(Saved data entries)
####################
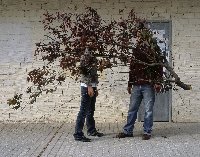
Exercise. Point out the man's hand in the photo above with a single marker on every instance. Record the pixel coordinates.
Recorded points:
(157, 87)
(90, 91)
(97, 93)
(129, 89)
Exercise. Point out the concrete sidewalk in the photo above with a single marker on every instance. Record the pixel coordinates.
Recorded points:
(56, 140)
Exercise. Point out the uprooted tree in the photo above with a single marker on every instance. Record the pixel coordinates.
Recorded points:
(70, 35)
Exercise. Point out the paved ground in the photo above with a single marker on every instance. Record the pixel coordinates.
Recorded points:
(56, 140)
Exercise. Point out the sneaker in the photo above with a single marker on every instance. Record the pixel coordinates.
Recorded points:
(95, 133)
(82, 139)
(123, 135)
(146, 136)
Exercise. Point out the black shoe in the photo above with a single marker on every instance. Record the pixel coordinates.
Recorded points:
(146, 136)
(95, 133)
(123, 135)
(82, 139)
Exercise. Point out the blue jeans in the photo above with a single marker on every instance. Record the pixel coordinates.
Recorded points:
(87, 109)
(139, 92)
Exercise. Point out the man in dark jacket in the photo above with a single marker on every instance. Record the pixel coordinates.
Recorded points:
(89, 81)
(144, 80)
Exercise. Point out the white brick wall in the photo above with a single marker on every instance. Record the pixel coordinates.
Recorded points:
(20, 29)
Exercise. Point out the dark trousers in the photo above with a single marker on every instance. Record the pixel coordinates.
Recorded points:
(87, 109)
####################
*DIRECTIONS FOR THIS TASK*. Reproduce every record above exactly as given, excluding pictures from the result.

*ANSWER BOX*.
Exercise. Point out the man's hand in the photo above with a single marker on every instance. Record the pixel coordinates.
Recorded points:
(157, 87)
(90, 91)
(97, 93)
(129, 89)
Exercise. Point out the concrete sidewalk in the photo above with a single marker on every instance. Record the pixel coordinates.
Recorded points:
(56, 140)
Exercise. Point out the uprooted tree in the photo above with a single marker on every instance. Record the pixel coordinates.
Recorded points:
(70, 35)
Exercise. Point out the paved ground in the photo above with a single marker on every instance. Record the pixel coordinates.
Recorded points:
(56, 140)
Exercise. Point out the sneaker in the photo above with a single marker on every instance. Record the pixel coordinates.
Recorded points:
(95, 133)
(82, 139)
(123, 135)
(146, 136)
Exercise. Point out the black shoe in the photo above with a single marker on every instance. Record the pixel coordinates.
Recorded points:
(146, 136)
(95, 133)
(123, 135)
(82, 139)
Exercise. Point out the blue jeans in the photo above with a single marker on every instance. Record the pixel coordinates.
Recorded points:
(87, 109)
(139, 92)
Exercise. Point out the man in dark jacket in the photo above with a single marker on every instance. Record the pixel coordinates.
Recorded points:
(89, 81)
(144, 80)
Exercise. Point out the white brick wall in the photo above with a single marker on every instance. Record the pixel coordinates.
Recorded points:
(20, 29)
Exercise. Point out the dark trousers in the photo above with a single marker on every instance. Record the pixel coordinates.
Recorded points:
(87, 109)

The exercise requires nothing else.